_WORK INSTRUCTIONS_.
Format all of the material below as a numbered list, omitting any blank lines.

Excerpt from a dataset
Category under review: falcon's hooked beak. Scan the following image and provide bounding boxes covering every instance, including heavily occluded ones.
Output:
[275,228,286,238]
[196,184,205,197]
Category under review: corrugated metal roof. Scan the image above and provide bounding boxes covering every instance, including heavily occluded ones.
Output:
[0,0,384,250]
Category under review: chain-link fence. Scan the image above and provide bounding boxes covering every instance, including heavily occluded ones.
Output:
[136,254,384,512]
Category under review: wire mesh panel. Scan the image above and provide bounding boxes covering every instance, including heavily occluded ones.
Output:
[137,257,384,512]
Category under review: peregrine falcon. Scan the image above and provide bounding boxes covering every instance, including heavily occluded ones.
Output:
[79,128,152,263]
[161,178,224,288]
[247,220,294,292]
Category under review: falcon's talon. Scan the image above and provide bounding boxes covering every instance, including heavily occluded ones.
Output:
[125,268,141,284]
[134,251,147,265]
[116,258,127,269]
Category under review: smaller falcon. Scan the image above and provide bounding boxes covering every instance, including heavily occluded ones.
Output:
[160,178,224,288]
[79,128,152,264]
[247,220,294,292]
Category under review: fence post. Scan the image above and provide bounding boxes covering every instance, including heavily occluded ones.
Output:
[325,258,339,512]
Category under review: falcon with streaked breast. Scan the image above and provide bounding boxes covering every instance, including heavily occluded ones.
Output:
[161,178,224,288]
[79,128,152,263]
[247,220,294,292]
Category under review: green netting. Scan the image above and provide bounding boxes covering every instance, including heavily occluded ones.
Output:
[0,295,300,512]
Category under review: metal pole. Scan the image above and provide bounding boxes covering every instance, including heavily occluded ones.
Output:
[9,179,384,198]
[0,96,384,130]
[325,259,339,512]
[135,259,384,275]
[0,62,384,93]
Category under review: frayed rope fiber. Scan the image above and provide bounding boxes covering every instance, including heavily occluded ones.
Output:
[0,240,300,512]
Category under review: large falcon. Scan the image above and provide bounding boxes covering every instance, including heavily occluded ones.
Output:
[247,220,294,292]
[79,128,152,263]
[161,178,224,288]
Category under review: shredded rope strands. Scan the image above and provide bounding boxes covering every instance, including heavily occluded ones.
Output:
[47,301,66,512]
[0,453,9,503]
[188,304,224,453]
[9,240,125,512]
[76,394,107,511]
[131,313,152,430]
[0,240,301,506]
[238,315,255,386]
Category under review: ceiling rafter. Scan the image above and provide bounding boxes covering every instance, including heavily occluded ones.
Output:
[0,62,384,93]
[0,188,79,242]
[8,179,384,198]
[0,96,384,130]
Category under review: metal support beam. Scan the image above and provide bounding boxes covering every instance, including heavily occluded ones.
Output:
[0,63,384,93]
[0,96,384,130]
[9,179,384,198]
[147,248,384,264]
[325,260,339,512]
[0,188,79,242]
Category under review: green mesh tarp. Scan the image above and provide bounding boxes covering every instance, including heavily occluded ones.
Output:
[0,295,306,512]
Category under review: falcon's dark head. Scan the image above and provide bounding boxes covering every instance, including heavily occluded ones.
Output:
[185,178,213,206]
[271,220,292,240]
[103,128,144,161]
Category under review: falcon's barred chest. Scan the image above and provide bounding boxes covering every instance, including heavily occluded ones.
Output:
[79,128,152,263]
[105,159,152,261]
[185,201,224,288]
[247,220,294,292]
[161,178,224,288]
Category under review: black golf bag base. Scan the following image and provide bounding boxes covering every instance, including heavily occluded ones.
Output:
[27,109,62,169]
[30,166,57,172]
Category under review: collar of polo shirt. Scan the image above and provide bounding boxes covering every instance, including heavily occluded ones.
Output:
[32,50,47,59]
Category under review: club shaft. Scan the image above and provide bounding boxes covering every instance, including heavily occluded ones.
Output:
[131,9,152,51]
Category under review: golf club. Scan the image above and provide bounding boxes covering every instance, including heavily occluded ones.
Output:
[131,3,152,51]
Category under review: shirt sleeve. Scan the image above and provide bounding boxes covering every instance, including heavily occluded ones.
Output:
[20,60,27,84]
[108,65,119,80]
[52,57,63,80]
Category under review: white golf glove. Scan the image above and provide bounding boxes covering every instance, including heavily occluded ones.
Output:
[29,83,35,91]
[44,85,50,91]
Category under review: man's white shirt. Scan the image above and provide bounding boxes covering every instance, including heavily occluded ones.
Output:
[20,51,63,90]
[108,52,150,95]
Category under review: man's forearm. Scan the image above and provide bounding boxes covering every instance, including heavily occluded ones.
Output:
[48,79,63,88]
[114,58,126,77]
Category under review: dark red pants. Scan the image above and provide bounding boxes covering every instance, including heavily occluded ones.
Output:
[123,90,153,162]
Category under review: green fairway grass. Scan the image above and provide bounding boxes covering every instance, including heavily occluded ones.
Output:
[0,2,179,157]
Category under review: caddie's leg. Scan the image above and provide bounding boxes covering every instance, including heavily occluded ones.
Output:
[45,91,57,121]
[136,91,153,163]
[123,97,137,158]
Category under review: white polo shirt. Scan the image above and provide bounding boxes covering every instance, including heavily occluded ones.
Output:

_FULL OUTPUT_.
1. Category under review: falcon's hooked beak. Scan the following image and provide bounding boxes covering every instance, including heavily occluded ones.
2. Output:
3. [275,228,286,238]
4. [196,184,205,197]
5. Category under review: corrugated metal roof. Scan the image above and provide bounding boxes covering every instance, including heavily occluded ones.
6. Output:
7. [0,0,384,250]
8. Category under review: chain-link fence. Scan the image above and provide bounding boxes covering every instance, including heavily occluded ones.
9. Output:
10. [136,254,384,512]
11. Category under review: wire mesh panel. Scan the image above and provide bounding boxes covering every instance, including heavily occluded ones.
12. Output:
13. [137,257,384,512]
14. Category under review: peregrine falcon. Scan the image above and provide bounding boxes covering every instance, including heavily occluded ones.
15. Output:
16. [79,128,152,263]
17. [161,178,224,288]
18. [247,220,294,292]
19. Category under review: falcon's talon. Scan the image above and provide bounding boxes covering every instance, including heavily occluded ones.
20. Output:
21. [125,268,141,284]
22. [134,251,147,265]
23. [116,258,127,269]
24. Category under review: smaller falcon. Scan the image above and provide bounding boxes covering every instance, including heavily occluded ones.
25. Output:
26. [160,178,224,288]
27. [79,128,152,264]
28. [247,220,294,292]
29. Category under review: fence post. Scan the image above and provide bounding boxes covering every instance, including heavily occluded ones.
30. Output:
31. [325,258,339,512]
32. Category under review: falcon with streaked breast. Scan the image above and provide bounding boxes covering every instance, including heavily occluded ones.
33. Output:
34. [161,178,224,288]
35. [79,128,152,263]
36. [247,220,294,292]
37. Category under review: green netting. Scan the image above and provide bounding boxes covering every instance, including heavily occluded ones.
38. Output:
39. [0,295,300,512]
40. Category under review: metal pole. Scan the image above and provide bounding boxes covering every instance, including heavily occluded ones.
41. Output:
42. [9,179,384,198]
43. [0,96,384,130]
44. [325,259,339,512]
45. [135,259,384,275]
46. [0,62,384,93]
47. Category under review: frayed rope fiber. Scan the image above and provide bounding boxes covering every instance, including heavily occluded ones.
48. Output:
49. [0,240,300,512]
50. Category under review: large falcon. Scan the image above and provide bounding boxes covering every instance, including heavily occluded ones.
51. Output:
52. [247,220,294,292]
53. [79,128,152,263]
54. [161,178,224,288]
55. Category under review: shredded rope strands. Scan the image above and provide bounding boxes covering every instance, including heavily occluded ones.
56. Output:
57. [47,301,66,512]
58. [0,453,9,503]
59. [188,304,224,453]
60. [9,240,125,512]
61. [76,394,107,511]
62. [131,313,152,430]
63. [0,240,301,506]
64. [238,315,255,386]
65. Category under review: ceiling rafter. Scan the image above and provide bounding boxes covering every instance, including heavily occluded ones.
66. Output:
67. [0,62,384,93]
68. [0,188,79,242]
69. [8,179,384,198]
70. [0,96,384,130]
71. Category under review: metal support beam. Scan the image above and provide bounding boxes covering every instance, including heavily occluded ones.
72. Output:
73. [0,63,384,93]
74. [0,96,384,130]
75. [9,179,384,198]
76. [147,248,384,264]
77. [325,260,339,512]
78. [0,188,79,242]
79. Category under review: green mesh tarp. Scan the image above and provide bounding boxes covering every instance, including heavily occluded ones.
80. Output:
81. [0,295,306,512]
82. Category under review: falcon's dark head. Scan the image above and provide bounding boxes covering every instance, including heavily occluded ones.
83. Output:
84. [185,178,213,206]
85. [271,220,292,240]
86. [103,128,144,161]
87. Category under review: falcon's barred chest. Scan the image above and provide bounding boxes covering every instance, including heavily occluded ones.
88. Output:
89. [79,128,152,263]
90. [105,159,152,261]
91. [185,201,224,288]
92. [247,220,294,292]
93. [161,178,224,288]
94. Category under review: black golf bag base. Scan the following image and provide bounding boxes covering every instance, including heavily occluded ones.
95. Output:
96. [27,109,62,169]
97. [30,166,57,172]
98. Category under review: collar of polo shirt. Scan the image above and provide bounding boxes covering every instance, including heavily occluded ones.
99. Output:
100. [32,50,47,59]
101. Category under review: club shaft. Scan the image above and provide bounding boxes covering every instance, including heavily occluded ones.
102. Output:
103. [131,9,152,51]
104. Category under review: golf club. Scan the image above and provide bounding boxes covering every instance, including heavily occluded ones.
105. Output:
106. [131,3,152,51]
107. Category under review: shirt sleeve. Scan the image above and provide bounding boxes covering every instance, including heavily occluded ones.
108. Output:
109. [20,60,27,84]
110. [108,65,119,80]
111. [52,57,63,80]
112. Category under review: white golf glove. Scan the image above and provide bounding boxes covering every instance, including heavily occluded ones.
113. Output:
114. [29,83,35,91]
115. [44,85,50,91]
116. Category under review: man's white shirt. Scan the image above and provide bounding boxes covering every instance, including heavily occluded ones.
117. Output:
118. [20,51,63,90]
119. [108,52,150,95]
120. Category under review: man's forearm. Scan the image above and provide bounding boxes covering every instance, including heavily occluded ones.
121. Output:
122. [48,79,63,88]
123. [114,58,126,77]
124. Category under review: dark red pants. Scan the image above and provide bounding boxes covering every instance, including heavily occluded ones.
125. Output:
126. [123,90,153,162]
127. Category under review: green fairway grass. Scan the image above and provide bounding boxes covering every instance, including heavily occluded ones.
128. Output:
129. [0,2,179,157]
130. Category under review: caddie's leg. Scan the image above and provide bounding boxes covering every instance, including heavily occluded ones.
131. Output:
132. [45,91,57,121]
133. [136,91,153,163]
134. [123,97,137,158]
135. Category under review: white polo shirt. Scan the image above and provide bounding boxes covering every instance, including heavily occluded ones.
136. Output:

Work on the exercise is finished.